■ Location identification items ■
· · · · · · ·

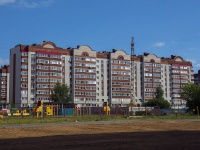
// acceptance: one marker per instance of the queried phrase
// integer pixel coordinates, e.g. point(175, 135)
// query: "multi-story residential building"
point(93, 77)
point(197, 77)
point(168, 73)
point(4, 84)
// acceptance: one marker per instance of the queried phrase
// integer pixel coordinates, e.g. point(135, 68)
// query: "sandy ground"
point(103, 135)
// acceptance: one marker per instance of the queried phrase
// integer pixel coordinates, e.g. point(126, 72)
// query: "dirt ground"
point(100, 135)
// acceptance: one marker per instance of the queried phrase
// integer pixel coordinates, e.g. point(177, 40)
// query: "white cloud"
point(4, 61)
point(27, 3)
point(4, 2)
point(159, 44)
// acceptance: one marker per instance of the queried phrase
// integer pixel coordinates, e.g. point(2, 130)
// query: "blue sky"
point(160, 27)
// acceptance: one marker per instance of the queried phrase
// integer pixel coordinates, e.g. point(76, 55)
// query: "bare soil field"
point(137, 135)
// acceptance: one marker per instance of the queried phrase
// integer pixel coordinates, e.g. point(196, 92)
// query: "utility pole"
point(132, 73)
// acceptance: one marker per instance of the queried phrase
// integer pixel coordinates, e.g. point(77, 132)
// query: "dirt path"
point(103, 135)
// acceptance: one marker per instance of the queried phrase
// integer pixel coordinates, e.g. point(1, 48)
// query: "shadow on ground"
point(184, 140)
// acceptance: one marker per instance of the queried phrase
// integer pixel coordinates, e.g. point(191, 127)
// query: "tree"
point(191, 93)
point(158, 100)
point(61, 93)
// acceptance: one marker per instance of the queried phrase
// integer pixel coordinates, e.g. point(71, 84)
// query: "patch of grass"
point(86, 118)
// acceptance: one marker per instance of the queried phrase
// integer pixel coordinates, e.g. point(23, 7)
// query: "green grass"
point(86, 118)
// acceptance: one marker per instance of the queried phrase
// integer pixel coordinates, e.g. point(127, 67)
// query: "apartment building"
point(93, 77)
point(4, 83)
point(197, 77)
point(168, 73)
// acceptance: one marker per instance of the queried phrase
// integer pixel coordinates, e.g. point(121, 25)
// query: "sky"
point(160, 27)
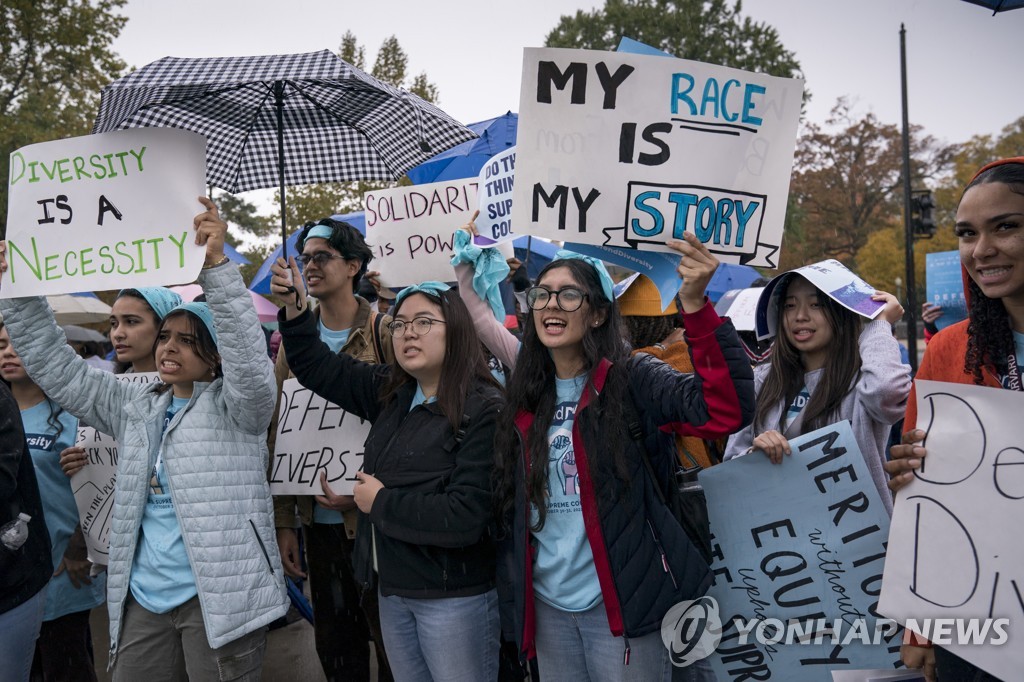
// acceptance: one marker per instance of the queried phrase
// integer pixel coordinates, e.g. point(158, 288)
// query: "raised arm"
point(249, 384)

· · · · · · ·

■ Written request ■
Update the records above by changing "acceptance" to "requirement" everywhere it appears, keeping all other text the same. Leave out the pictures.

■ The solution ■
// requirement: one marker per instance of the queried phrase
// integer pixel coordinates, e.g. point(175, 135)
// query: "multi-story residential building"
point(93, 77)
point(197, 77)
point(168, 73)
point(4, 84)
// requirement: one marker per instance of the queried phrase
// integer pixel coordinates, e.g. point(135, 68)
// query: "sandy ground"
point(103, 135)
// requirement: one marker per instance of the queried phrase
// integer pixel coordinates, e.g. point(126, 72)
// query: "dirt ground"
point(100, 135)
// requirement: one marker per instance of the queried phrase
// integer pixel coordinates, e.g. point(177, 40)
// query: "white cloud"
point(4, 61)
point(27, 3)
point(4, 2)
point(159, 44)
// requirement: one marker per instance of the queried phrase
// integer pixel coordinates, e.g. point(2, 130)
// query: "blue sky"
point(160, 27)
// requirement: one marker per instance of the queried phrase
// integer pixel coordinates, e.g. point(76, 55)
// query: "bare soil field"
point(137, 135)
// requirement: one marker per instance of the queried phrase
// integer pixel coordinates, e.g. point(196, 92)
// query: "utility pole"
point(132, 73)
// requirement: one marker per instance of the queried phrase
// integer pixel coordinates, e.g. point(77, 132)
// query: "dirt path"
point(103, 135)
// requirement: one marker per instance of the queried phrase
// integer pixel coordinates, e.g. point(1, 48)
// query: "shadow on ground"
point(184, 140)
// requirement: one marker per instance of the queried phrase
// integer pixel coordinates, e.g. point(191, 127)
// query: "tree"
point(191, 93)
point(158, 100)
point(61, 93)
// requirement: one marker per instance of the queried phrase
// integer pixel coordinates, e.g. point(71, 84)
// query: "patch of grass"
point(86, 118)
// requirement: one marker per instance of the queried phrase
// integer pixel coordinates, e.g. point(23, 7)
// query: "green grass"
point(86, 118)
// requirement: one marker per instance of the queried phrase
// integer pixel coordinates, e.g. point(127, 67)
// query: "apartment building"
point(93, 77)
point(4, 83)
point(197, 77)
point(168, 73)
// requirement: one marker per instance of the queried phrase
// integer pixel coordinates, e.g. point(121, 25)
// query: "sky"
point(160, 27)
// requirement: one marker per instance of the queried phrase
// integer pixel coordinates, e.g. point(158, 288)
// query: "raised arm"
point(249, 384)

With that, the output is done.